_TEXT_
NOTE 2: Like I said, this is an intuitive sense, which I have not done ANY formal processing on.
Well, you need some framework. You said that IQ points are not “necessarily a consistent metric for cognitive function”. First, what is “cognitive function” and how do you want to measure it? If you have no alternate metrics then how do you know IQ points are inconsistent and what do you compare them to?
The usual answer is that it is measuring the g factor, the unobserved general-intelligence capability. It was originally formulated as the first principal component of the results of a variety of IQ tests. It is quantifiable (by IQ points) and it does have real-world consequences.
I don’t understand what that means.
Saying that IQ measures g is like saying that flow through a mountain creek measures snowmelt. More of one generally means more of the other, but there’s a bunch of fiddly little details (maybe someone’s airlifting water onto a forest fire upstream, or filling their swimming pool) that add up to a substantial deviation—and there are still a lot of unanswered questions about the way they relate to each other.
In any case, g is more a statement about the correlations between domain skills than the causes of intelligence or the shape of the ability curve. The existence of a g factor tells you that you can probably teach music more easily to someone who’s good at math, but it doesn’t tell you what to look for in a CT scan, or whether working memory, say, will scale linearly or geometrically or in some other way with IQ; those are separate questions.
g is an unobserved value, a scalar. It cannot say anything about “causes of intelligence” or shapes of curves. It doesn’t aim to.
g was observed as a correlation between test scores. That is by definition a scalar value, but we don’t know exactly how the underlying mechanism works or how it can be modeled; we just know that it’s not very domain-specific. It’s the underlying mechanism, not the correlation value, that I was referring to in the grandparent, and I’m pretty sure it’s what ialdabaoth is referring to as well.
To be more precise, the existence of g was derived from observing the correlation of test scores.
Moreover, g itself is not the correlation, it is the unobservable underlying factor which we assume to cause the correlation.
It is still a scalar-valued characteristic of a person, not a mechanism.
Absolutely, but +n g doesn’t necessarily mean +m IQ for all (n,m).
Here’s a place where my intuition’s going to struggle to formulate good words for this.
An intelligent system receives information (which has fundamental units of Entropy) and outputs a behavior. A “proper” quantitative measure of intelligence should be a simple function of how much Utility it can expect from its chosen behavior, on average, given an input with n bits of Entropy, and t seconds to crunch on those bits. Whether “Utility” is measured in units similar to Kolmogorov complexity is questionable, but that’s what my naive intuition yanked out when grasping for units.

_STATED GOAL 1_
Print the IQ discussion from "g was observed" up to and including "for all (n,m).".
_STATED GOAL 2_
Please carry on the IQ discussion from its last sentence.
The items after this point come from a separate source.

_RECORD EXTRACTS_
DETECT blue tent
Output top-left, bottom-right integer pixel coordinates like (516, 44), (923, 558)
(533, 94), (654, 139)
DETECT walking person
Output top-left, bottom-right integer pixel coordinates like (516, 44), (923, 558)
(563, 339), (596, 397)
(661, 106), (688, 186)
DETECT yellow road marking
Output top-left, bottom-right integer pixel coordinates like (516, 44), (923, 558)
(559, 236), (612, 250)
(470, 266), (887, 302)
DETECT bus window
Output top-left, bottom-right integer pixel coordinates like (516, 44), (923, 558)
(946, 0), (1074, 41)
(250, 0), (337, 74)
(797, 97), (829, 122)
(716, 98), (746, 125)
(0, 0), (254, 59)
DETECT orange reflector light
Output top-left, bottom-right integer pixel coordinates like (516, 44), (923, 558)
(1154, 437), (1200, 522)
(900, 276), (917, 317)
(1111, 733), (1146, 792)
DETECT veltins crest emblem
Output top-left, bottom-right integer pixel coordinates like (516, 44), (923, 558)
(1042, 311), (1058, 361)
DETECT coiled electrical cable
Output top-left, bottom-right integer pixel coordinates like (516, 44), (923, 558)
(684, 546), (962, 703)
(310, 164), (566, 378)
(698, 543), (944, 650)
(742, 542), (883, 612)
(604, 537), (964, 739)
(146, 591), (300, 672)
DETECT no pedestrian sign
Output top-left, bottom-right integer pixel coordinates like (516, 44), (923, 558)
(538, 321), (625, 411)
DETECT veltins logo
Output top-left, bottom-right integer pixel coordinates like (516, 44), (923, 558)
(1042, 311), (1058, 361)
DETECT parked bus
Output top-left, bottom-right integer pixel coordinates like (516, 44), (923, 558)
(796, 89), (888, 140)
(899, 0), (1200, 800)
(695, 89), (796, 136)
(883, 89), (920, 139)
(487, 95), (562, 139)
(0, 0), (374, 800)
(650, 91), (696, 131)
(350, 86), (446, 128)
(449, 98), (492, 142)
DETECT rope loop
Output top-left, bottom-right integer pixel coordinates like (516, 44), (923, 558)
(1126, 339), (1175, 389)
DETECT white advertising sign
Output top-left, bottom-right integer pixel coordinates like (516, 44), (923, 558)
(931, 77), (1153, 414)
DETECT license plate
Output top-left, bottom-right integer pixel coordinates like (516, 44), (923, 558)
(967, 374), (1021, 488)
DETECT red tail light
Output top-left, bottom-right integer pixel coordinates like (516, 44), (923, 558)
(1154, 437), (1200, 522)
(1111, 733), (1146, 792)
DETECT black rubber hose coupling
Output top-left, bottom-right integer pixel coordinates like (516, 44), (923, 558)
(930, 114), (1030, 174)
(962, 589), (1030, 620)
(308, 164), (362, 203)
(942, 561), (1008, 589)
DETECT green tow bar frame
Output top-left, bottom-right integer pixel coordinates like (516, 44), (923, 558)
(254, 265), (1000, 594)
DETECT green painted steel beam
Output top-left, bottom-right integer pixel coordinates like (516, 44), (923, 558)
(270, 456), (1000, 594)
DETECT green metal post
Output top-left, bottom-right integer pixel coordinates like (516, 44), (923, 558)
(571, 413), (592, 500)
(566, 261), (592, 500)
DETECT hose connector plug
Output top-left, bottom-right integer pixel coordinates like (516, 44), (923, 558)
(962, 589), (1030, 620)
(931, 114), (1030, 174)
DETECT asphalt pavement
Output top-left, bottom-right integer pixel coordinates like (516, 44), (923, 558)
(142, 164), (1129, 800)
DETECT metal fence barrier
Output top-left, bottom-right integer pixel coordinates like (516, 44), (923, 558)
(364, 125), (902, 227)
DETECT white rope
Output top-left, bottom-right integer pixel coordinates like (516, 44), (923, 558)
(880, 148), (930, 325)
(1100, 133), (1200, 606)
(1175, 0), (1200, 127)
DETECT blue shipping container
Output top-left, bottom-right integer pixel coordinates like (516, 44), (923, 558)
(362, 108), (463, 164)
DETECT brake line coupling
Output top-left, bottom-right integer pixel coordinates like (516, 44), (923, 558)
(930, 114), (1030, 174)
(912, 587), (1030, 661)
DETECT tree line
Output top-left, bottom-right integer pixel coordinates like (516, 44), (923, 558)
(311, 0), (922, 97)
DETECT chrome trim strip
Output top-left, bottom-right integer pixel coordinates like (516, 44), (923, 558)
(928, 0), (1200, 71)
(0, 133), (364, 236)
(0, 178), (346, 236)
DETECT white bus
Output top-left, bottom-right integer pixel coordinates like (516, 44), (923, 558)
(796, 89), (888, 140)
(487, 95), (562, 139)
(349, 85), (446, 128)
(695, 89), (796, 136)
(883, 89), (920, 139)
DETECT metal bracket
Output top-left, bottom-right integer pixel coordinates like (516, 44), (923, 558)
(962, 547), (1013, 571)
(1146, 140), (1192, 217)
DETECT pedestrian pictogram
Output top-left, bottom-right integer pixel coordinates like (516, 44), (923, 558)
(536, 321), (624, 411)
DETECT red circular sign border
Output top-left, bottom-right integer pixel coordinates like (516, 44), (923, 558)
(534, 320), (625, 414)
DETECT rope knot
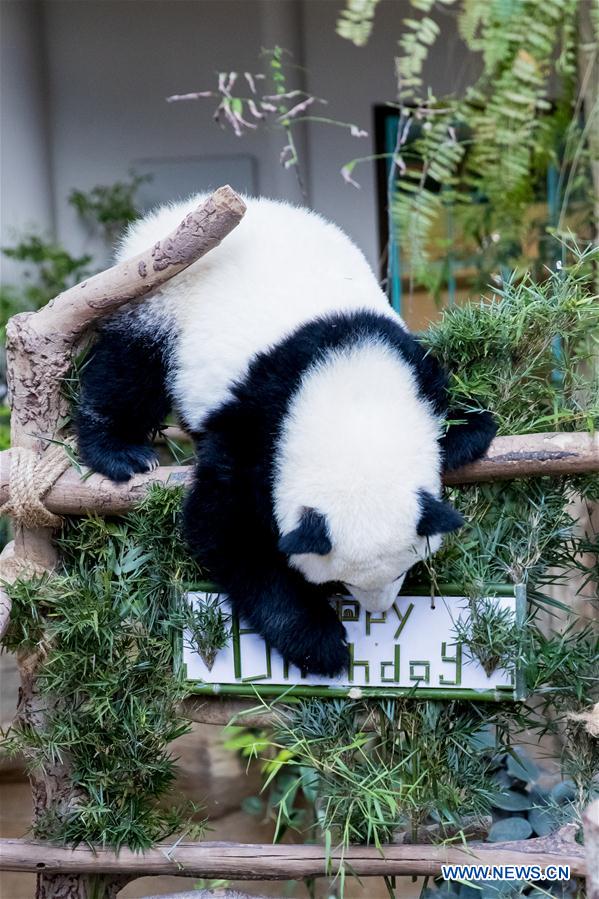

_FINAL ANSWER 1_
g was observed as a correlation between test scores. That is by definition a scalar value, but we don’t know exactly how the underlying mechanism works or how it can be modeled; we just know that it’s not very domain-specific. It’s the underlying mechanism, not the correlation value, that I was referring to in the grandparent, and I’m pretty sure it’s what ialdabaoth is referring to as well.
To be more precise, the existence of g was derived from observing the correlation of test scores.
Moreover, g itself is not the correlation, it is the unobservable underlying factor which we assume to cause the correlation.
It is still a scalar-valued characteristic of a person, not a mechanism.
Absolutely, but +n g doesn’t necessarily mean +m IQ for all (n,m).

_FINAL ANSWER 2_
But the point is, whatever we actually choose to measure g in, the term “+1 g” should make sense, and should mean the same thing regardless of what our current g is. IQ, being merely a statistical fit onto a gaussian distribution, does NOT do that.
This phrase implies that you have a metric for g (different from IQ points) because without it the expression “+n g” has no meaning.
Okay. To be precise we are talking about Shannon entropy and these units are bits.
Hold on. What is this Utility thing? I don’t see how it fits in the context in which we are talking. You are now introducing things like goals and values. Kolmogorov complexity is a measure of complexity, what does it have to do with utility?
I don’t see this as obvious. Why?
Not so. IQ is a metric, presumably of g, that is rescaled so that the average IQ is 100. Rescaling isn’t a particularly distorting operation to do. It is not fit onto a gaussian distribution.
I’m afraid you’re mistaken here. IQ scores are generally derived from a set of raw test scores by fitting them to a normal distribution with mean 100 and SD of 15 (sometimes 16): IQ 70 is thus defined as a score two standard deviations below the mean. It’s not a linear rescaling, unless the question pool just happens to give you a normal distribution of raw scores.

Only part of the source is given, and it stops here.